═══ Available records

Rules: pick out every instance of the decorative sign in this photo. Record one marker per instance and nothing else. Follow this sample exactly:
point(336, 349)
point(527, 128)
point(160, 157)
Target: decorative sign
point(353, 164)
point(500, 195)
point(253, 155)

══════

Given problem: From the first line to the last, please quote the material above exactly.

Solution:
Rules: pick out every instance of the decorative sign in this photo. Record one marker per instance and nothing else. Follow this sample exactly:
point(336, 349)
point(527, 128)
point(160, 157)
Target: decorative sign
point(353, 164)
point(500, 195)
point(253, 155)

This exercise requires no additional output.